Copy each line of the rows below that contains the string "returns", matching case exactly.

Records for this exercise ▸
______
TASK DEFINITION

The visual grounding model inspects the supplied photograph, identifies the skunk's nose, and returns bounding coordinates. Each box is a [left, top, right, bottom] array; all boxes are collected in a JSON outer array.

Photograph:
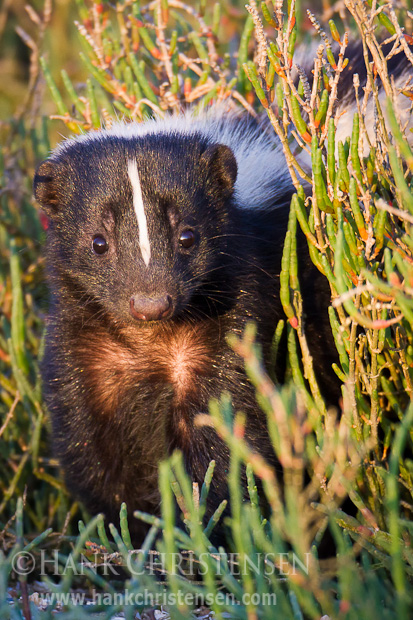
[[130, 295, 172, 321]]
______
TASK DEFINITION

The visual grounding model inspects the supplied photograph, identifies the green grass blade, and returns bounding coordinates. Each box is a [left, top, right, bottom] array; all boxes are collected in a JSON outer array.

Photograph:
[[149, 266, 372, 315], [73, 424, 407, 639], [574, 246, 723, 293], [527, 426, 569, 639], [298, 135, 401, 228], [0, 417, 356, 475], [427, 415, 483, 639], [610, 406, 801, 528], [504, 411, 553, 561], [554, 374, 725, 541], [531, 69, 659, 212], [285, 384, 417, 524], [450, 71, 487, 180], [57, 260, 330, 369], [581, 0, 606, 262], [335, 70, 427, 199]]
______
Solution to the exercise ▸
The visual grounding model inspects the supplied photograph, identifies the skunk's nose, and returns bounding coordinates. Each box is a [left, top, right, bottom] array; all boxes are collected in a JSON outer array.
The visual grounding model inspects the supplied photograph, identifies the green grass blade, and returns bounding coordinates. Each box is a [left, top, right, bottom] array; all boxes are collected in a JSON outer array.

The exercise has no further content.